Task data

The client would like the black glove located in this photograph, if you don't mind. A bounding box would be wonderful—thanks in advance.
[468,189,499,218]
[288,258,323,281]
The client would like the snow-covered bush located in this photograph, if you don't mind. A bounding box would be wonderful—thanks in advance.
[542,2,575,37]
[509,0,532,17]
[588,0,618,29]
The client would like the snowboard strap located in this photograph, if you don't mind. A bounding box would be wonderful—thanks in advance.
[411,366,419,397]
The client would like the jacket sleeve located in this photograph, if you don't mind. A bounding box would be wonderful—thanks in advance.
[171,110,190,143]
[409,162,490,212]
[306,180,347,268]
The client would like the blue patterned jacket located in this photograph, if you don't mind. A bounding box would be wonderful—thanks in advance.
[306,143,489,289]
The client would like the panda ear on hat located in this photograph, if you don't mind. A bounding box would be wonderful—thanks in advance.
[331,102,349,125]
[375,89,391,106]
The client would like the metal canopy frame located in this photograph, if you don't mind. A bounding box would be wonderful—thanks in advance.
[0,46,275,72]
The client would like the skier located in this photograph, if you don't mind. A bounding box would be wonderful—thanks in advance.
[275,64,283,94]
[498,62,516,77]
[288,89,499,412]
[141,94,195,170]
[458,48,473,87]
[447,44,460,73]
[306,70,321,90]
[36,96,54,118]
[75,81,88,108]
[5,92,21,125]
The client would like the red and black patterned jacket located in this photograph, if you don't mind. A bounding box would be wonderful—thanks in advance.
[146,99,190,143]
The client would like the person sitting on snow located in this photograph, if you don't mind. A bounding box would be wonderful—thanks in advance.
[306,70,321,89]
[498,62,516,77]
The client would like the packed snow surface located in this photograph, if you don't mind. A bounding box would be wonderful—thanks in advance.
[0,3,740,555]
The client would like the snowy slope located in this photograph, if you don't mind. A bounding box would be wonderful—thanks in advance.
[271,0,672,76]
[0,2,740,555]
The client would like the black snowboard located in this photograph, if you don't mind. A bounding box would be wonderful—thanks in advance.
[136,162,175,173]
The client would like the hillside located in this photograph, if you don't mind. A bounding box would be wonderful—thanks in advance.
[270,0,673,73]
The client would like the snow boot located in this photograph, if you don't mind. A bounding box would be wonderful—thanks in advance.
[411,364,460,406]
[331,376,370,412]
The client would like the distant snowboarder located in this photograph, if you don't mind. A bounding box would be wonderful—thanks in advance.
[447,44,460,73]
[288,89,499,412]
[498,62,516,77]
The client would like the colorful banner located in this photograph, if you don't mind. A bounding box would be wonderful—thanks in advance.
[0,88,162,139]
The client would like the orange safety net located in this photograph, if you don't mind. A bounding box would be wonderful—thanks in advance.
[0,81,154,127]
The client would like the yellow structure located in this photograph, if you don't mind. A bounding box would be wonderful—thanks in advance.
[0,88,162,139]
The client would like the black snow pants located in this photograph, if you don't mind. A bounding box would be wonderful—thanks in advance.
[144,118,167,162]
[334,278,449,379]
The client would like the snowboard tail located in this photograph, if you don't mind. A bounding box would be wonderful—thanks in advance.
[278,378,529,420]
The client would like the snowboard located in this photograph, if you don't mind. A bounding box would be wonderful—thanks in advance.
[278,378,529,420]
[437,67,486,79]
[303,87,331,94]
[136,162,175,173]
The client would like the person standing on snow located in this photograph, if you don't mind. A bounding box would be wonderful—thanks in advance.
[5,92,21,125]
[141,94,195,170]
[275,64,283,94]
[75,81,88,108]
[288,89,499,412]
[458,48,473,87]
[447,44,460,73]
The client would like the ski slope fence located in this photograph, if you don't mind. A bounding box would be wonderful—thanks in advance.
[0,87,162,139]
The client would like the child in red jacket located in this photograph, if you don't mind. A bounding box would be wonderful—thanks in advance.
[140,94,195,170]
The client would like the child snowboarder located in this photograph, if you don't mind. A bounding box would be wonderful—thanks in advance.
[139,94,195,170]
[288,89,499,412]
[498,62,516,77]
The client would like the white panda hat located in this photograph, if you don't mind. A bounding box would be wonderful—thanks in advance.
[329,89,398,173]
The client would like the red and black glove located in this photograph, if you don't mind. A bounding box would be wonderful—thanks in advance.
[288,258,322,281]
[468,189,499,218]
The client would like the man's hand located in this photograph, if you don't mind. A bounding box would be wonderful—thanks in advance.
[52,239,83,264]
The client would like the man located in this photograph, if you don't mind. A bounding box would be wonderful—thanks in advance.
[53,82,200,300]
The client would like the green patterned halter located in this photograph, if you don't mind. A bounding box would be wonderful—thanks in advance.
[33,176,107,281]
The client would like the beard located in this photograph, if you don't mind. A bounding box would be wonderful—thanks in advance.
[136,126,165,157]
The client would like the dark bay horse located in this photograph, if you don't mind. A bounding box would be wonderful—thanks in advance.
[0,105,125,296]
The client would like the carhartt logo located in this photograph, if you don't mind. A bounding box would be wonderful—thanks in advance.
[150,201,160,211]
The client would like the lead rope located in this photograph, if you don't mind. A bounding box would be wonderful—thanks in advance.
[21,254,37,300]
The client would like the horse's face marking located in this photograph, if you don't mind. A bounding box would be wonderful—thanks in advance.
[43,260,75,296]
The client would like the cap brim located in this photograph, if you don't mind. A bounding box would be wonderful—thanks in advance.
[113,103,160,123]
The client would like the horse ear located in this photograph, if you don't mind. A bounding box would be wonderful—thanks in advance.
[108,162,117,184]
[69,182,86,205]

Directions
Beginning at the line that contains "The client would like the horse ear" and continuing through the end of the records, write out every line again, multiplying each bounding-box coordinate by 1.4. Round each result to a whole number, with halves rounded up, and leave all other text unchanged.

Solved exercise
The client would like the horse ear located in this photograph, if you don't mind. A bounding box would be wonderful—thanks in advance.
[151,227,164,258]
[97,255,120,287]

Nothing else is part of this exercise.